◆ EXERCISE BRIEF: Please find every line below that contains the word "pasture", matching case exactly, and copy each of those lines in full.

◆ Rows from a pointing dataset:
- - -
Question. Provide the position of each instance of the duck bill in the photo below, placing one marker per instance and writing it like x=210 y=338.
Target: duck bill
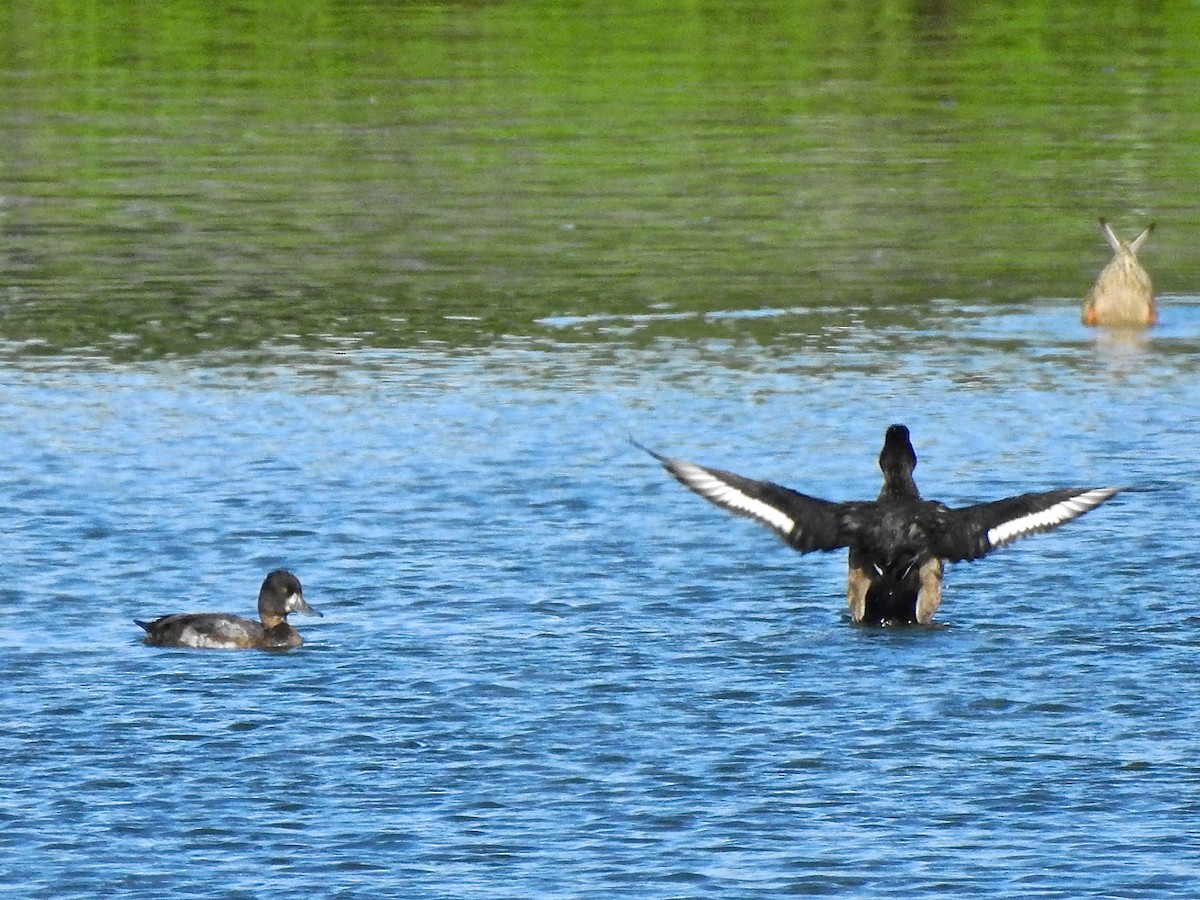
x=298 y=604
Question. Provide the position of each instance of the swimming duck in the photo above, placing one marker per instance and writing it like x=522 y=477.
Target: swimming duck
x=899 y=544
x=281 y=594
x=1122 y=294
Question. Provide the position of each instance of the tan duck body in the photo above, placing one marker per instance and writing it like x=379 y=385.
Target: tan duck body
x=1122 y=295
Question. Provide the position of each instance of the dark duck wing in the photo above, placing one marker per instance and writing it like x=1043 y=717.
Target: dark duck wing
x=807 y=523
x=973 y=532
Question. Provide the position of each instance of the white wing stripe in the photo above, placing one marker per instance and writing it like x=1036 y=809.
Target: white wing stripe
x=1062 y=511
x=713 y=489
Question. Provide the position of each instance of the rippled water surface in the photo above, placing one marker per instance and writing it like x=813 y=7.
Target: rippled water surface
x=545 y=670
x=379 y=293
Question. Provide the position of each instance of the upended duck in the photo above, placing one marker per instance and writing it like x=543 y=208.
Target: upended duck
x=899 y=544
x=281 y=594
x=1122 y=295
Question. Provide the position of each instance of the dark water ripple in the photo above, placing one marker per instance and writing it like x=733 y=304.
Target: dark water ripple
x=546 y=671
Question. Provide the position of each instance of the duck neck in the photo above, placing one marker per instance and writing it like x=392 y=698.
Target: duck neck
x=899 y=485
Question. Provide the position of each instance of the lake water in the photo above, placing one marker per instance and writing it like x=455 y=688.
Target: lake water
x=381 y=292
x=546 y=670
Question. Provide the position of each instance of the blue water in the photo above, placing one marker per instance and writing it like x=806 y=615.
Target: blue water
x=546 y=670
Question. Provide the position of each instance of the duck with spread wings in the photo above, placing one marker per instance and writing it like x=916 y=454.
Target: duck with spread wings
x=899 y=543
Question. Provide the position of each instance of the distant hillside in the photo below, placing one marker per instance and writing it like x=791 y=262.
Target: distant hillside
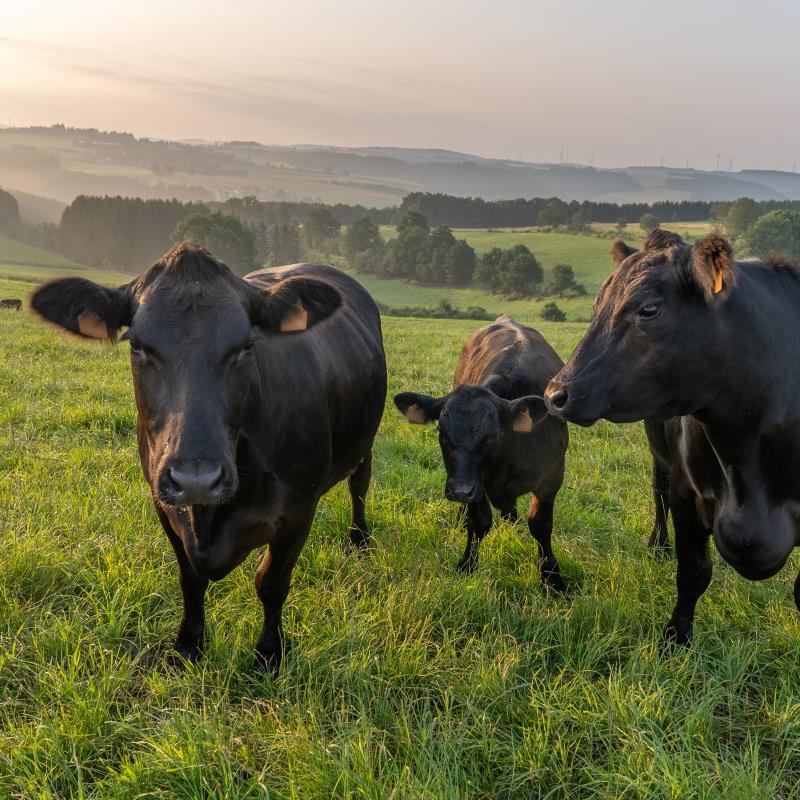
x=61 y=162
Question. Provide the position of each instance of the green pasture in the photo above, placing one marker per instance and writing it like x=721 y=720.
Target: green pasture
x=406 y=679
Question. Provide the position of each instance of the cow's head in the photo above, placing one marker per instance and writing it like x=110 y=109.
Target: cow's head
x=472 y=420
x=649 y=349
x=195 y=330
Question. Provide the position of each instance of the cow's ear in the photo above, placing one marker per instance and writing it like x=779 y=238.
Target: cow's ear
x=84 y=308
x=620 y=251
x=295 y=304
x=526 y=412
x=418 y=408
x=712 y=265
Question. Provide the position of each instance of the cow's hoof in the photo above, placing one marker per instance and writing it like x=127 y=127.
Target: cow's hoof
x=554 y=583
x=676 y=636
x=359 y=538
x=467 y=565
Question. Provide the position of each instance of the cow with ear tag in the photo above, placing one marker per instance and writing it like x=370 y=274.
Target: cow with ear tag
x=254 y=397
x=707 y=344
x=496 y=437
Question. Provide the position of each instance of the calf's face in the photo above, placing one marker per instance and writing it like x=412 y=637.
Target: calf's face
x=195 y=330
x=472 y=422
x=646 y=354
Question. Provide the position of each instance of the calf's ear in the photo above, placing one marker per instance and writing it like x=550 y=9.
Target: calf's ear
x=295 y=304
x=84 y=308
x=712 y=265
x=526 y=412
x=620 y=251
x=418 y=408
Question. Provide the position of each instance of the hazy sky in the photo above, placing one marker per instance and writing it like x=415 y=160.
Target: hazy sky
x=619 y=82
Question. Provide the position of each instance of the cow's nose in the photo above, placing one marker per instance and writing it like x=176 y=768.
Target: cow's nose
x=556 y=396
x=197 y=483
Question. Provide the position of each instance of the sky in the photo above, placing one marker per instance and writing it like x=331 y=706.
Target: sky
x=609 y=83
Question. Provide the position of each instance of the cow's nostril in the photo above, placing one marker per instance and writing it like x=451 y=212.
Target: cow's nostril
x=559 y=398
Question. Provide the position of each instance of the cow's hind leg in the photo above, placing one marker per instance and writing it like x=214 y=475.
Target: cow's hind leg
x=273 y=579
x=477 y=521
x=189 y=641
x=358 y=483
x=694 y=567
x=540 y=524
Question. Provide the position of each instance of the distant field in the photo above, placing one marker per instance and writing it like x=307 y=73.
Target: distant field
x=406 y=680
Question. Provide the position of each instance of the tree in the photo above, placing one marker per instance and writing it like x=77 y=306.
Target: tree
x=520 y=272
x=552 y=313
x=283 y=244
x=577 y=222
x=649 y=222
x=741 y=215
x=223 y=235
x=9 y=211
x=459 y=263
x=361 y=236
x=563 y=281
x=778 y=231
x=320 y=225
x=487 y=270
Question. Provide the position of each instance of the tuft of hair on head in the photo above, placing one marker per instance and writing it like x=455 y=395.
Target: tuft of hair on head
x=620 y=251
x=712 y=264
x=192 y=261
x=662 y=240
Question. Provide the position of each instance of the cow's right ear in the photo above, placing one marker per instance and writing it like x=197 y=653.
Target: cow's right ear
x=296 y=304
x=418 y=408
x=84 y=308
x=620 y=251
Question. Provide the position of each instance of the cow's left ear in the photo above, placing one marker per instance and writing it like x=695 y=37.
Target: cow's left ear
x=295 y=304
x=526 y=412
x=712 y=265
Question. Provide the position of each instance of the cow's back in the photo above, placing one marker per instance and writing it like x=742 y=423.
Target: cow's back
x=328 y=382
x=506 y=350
- - -
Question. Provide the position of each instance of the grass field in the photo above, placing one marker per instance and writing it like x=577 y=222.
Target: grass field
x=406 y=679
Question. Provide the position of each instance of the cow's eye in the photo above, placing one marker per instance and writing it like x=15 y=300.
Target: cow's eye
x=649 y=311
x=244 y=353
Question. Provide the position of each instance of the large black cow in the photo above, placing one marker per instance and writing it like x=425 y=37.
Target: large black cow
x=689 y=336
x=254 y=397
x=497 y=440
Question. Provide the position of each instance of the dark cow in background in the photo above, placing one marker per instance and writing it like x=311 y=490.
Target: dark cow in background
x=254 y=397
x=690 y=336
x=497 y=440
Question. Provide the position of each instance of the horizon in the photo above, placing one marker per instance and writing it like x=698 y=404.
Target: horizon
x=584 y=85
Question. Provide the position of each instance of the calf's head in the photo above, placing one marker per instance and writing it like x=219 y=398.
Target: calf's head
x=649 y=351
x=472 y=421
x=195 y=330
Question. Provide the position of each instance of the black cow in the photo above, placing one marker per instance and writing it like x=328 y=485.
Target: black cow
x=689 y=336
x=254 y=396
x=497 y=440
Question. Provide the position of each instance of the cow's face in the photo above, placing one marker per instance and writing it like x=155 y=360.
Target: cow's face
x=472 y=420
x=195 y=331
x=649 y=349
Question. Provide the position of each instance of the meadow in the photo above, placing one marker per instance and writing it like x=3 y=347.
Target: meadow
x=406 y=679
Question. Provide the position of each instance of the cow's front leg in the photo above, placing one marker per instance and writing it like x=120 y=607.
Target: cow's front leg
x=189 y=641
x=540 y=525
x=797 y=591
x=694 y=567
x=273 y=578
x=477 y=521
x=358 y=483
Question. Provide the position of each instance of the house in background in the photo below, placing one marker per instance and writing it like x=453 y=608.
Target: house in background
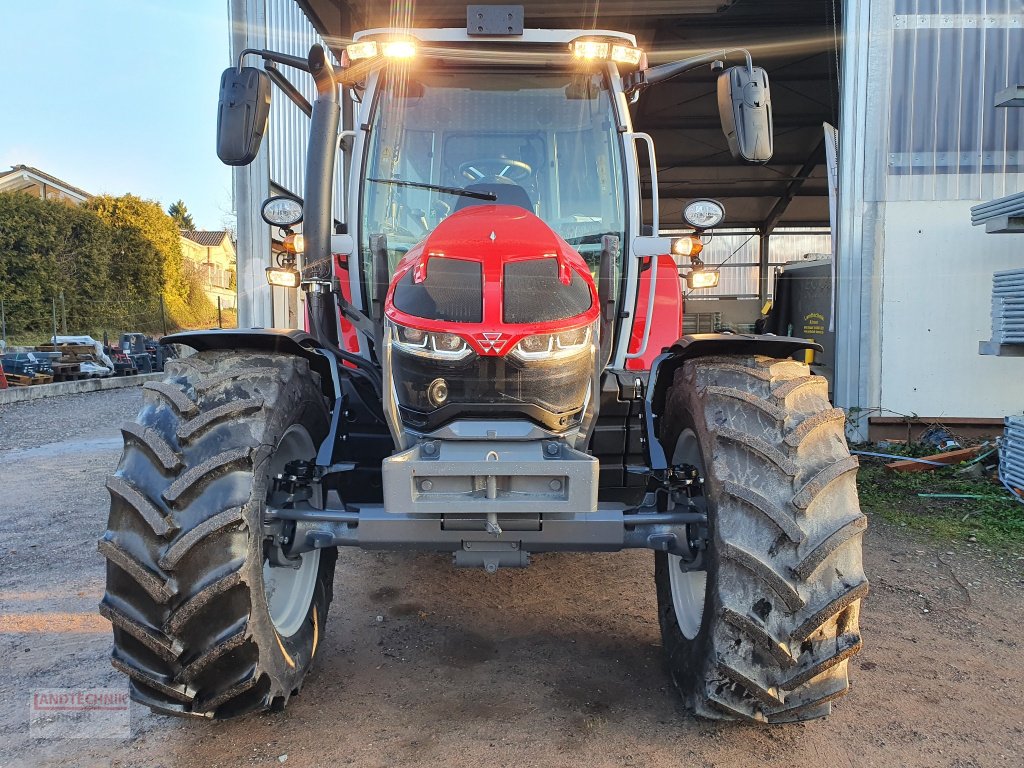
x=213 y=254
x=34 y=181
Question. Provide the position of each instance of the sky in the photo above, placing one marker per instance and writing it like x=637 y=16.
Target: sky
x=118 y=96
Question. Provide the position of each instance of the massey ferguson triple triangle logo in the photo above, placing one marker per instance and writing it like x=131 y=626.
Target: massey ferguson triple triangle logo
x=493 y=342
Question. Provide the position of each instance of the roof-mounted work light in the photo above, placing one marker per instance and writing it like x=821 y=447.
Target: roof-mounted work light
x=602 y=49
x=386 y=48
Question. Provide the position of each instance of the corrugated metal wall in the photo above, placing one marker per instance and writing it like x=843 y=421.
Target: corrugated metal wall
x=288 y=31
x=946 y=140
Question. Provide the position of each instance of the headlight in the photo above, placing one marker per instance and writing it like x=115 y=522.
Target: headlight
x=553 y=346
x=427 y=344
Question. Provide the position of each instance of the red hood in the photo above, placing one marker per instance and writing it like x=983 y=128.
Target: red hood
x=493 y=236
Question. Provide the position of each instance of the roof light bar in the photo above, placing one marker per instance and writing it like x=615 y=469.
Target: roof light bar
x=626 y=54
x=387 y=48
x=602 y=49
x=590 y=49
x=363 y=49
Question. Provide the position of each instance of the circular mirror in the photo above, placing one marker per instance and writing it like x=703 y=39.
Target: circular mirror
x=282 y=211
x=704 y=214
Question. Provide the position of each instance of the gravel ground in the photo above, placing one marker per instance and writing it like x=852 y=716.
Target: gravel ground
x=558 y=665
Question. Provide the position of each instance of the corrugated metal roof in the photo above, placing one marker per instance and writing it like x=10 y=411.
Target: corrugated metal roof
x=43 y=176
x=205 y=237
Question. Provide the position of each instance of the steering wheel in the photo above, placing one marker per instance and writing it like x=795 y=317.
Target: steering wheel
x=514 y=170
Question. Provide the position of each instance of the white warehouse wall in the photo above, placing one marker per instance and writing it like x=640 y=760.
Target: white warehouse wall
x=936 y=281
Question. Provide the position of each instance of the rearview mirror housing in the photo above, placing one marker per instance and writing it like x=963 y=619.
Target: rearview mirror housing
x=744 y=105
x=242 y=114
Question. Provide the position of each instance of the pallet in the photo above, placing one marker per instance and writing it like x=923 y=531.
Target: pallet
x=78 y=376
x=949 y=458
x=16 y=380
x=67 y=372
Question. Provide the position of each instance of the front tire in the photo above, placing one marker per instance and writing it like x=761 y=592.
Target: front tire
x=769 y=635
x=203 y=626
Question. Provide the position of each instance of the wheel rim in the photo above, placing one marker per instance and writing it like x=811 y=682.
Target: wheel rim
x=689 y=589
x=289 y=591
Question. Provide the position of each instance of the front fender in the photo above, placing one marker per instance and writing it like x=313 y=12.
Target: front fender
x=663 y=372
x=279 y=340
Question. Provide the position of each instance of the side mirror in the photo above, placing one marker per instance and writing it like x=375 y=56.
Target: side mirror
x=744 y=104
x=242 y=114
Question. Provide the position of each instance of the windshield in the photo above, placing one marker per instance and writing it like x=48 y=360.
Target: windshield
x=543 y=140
- - -
◆ OUTPUT FOR THIS TASK:
Question. Provide the position of each instance of the green pasture in the photo above, placing one marker per instance and writing it like x=721 y=720.
Target: green pasture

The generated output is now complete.